Select every line in the rows below that contains the string "leaf" and copy those lines. Uppercase and lowercase must match.

Rows from a box-labeling dataset:
◆ ◆ ◆ ◆ ◆

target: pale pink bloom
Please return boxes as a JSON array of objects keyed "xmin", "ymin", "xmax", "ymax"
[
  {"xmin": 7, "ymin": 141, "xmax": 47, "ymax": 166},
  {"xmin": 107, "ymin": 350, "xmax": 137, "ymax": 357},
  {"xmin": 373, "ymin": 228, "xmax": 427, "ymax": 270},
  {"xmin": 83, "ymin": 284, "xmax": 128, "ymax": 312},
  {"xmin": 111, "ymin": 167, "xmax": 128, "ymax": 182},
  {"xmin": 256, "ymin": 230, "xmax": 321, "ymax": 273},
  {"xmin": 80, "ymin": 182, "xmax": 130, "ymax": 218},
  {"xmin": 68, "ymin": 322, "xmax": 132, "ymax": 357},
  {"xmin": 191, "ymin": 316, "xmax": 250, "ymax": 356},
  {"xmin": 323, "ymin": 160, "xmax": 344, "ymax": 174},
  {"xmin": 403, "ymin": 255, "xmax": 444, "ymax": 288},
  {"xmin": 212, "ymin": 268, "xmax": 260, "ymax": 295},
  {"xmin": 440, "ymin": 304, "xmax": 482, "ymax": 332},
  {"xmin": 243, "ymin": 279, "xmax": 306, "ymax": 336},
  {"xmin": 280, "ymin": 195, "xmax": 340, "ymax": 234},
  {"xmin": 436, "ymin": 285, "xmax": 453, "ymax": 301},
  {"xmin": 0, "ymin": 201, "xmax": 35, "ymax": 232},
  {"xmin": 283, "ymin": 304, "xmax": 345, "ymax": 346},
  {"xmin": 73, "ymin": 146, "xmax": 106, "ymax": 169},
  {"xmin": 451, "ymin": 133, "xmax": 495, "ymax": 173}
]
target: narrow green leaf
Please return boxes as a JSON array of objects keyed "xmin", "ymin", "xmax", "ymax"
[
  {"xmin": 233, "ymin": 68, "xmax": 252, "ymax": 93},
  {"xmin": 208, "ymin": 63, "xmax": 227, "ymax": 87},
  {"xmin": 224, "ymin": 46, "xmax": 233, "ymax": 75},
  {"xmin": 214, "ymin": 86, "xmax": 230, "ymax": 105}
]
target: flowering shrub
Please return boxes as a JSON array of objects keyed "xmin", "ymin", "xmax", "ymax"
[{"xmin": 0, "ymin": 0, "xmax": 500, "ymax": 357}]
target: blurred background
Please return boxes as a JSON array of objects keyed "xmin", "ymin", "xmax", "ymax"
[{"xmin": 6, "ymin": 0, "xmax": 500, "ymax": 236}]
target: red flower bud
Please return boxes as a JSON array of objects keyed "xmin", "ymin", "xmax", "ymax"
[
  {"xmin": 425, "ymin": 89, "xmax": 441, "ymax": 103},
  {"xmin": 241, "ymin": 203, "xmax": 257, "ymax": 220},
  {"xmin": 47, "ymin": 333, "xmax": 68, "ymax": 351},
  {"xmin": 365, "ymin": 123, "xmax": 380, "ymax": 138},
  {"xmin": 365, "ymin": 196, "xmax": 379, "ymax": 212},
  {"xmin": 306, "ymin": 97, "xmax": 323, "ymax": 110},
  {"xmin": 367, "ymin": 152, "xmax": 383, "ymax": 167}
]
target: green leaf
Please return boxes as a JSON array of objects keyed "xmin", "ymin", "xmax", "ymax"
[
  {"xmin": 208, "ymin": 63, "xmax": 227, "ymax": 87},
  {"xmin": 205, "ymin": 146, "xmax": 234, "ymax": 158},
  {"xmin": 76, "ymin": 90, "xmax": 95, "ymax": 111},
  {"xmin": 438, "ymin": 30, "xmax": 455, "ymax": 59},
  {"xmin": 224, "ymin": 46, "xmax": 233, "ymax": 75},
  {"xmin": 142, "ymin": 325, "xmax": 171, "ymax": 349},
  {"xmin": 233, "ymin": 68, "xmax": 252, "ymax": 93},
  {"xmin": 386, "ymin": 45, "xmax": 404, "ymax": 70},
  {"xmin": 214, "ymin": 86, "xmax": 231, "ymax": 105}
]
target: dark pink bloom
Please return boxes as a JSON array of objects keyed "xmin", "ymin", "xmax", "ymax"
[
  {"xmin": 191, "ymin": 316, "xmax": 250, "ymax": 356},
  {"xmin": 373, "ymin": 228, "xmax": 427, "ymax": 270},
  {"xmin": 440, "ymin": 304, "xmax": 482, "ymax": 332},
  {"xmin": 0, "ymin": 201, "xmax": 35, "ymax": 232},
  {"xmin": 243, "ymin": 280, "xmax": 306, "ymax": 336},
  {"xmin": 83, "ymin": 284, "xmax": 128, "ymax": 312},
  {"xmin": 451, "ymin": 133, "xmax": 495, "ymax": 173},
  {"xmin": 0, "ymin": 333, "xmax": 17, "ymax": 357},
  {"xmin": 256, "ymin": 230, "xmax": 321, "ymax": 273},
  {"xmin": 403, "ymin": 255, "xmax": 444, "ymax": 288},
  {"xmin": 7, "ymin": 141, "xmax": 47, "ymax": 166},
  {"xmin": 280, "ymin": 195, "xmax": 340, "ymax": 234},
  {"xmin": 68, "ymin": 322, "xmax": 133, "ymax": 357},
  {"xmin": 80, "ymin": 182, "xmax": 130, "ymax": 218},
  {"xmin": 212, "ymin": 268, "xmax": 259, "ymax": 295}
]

◆ ◆ ◆ ◆ ◆

Problem solution:
target: narrow green leaf
target: green leaf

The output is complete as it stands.